Exercise goal: Copy word for word the part of the items that runs from their very start through the line containing "206 114 L 199", with both ends included.

==== Provided data

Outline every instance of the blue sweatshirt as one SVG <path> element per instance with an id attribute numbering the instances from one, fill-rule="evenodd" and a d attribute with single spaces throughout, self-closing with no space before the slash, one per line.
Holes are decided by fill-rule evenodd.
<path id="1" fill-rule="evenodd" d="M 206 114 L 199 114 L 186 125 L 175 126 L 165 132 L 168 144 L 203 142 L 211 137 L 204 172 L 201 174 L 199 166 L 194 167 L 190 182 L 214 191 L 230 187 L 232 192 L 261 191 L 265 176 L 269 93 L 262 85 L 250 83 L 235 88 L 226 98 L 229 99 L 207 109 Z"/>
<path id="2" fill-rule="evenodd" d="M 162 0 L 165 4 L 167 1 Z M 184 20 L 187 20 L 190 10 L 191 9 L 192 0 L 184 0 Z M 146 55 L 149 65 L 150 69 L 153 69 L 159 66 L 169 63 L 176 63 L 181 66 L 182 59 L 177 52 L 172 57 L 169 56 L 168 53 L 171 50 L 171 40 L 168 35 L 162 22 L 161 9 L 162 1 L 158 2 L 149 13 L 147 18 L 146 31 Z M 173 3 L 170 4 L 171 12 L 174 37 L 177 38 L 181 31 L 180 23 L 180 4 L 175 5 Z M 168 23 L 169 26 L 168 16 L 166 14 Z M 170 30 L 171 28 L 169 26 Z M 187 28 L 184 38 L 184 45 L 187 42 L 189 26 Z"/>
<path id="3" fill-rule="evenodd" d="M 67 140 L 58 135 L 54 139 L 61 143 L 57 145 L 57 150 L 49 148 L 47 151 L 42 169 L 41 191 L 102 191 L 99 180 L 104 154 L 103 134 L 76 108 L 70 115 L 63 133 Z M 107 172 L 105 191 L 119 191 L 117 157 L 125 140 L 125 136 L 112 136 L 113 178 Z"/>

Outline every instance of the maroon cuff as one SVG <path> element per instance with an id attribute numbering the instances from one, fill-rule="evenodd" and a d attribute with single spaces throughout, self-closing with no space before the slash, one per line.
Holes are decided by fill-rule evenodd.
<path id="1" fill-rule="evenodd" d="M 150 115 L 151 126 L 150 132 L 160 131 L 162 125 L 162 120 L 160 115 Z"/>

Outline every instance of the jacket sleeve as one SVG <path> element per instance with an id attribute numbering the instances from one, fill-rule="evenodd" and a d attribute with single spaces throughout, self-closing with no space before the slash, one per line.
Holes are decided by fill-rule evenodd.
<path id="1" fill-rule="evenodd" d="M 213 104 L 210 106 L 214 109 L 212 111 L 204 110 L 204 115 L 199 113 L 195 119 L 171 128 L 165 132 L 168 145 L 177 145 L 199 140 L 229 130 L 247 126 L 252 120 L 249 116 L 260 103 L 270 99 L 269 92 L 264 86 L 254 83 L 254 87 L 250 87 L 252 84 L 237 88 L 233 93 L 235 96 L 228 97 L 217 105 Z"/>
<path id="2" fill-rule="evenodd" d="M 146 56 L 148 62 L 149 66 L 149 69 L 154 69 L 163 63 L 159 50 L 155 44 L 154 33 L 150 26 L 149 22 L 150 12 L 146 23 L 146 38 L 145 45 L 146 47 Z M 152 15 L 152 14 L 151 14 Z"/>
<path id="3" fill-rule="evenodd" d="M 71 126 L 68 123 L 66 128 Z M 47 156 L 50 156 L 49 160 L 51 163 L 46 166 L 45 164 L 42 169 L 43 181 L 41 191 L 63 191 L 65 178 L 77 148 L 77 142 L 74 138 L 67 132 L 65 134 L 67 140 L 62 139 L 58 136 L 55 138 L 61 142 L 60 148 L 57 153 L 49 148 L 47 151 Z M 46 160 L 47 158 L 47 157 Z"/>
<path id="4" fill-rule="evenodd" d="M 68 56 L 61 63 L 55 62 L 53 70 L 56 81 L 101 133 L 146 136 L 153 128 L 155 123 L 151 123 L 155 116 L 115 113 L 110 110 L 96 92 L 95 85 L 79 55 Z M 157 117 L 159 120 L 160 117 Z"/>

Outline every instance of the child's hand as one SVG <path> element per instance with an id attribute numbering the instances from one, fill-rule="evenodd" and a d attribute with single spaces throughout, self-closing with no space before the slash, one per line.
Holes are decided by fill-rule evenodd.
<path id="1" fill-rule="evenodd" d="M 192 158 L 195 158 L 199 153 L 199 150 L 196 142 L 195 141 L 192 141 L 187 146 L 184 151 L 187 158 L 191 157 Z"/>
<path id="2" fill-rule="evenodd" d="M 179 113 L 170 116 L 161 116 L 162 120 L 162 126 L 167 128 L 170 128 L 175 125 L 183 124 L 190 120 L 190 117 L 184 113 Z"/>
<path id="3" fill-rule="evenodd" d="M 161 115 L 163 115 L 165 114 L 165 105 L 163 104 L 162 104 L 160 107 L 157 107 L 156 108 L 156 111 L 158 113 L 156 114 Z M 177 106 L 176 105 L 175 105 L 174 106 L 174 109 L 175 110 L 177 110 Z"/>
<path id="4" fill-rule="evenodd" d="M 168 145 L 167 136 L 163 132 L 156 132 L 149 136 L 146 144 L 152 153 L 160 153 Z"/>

========

Reply to the task:
Outline every instance of the blue sweatshirt as one SVG <path> element per instance with an id attribute numbering the instances from one, fill-rule="evenodd" and a d attribute with single spaces throughout, self-closing with no space before the slash, one per line.
Holes are decided by fill-rule evenodd.
<path id="1" fill-rule="evenodd" d="M 206 114 L 199 114 L 186 125 L 175 126 L 165 132 L 168 144 L 203 142 L 211 137 L 204 172 L 201 174 L 199 166 L 194 167 L 190 182 L 214 191 L 230 187 L 232 192 L 261 191 L 265 176 L 269 93 L 262 85 L 250 83 L 235 88 L 226 98 L 229 99 L 207 109 Z"/>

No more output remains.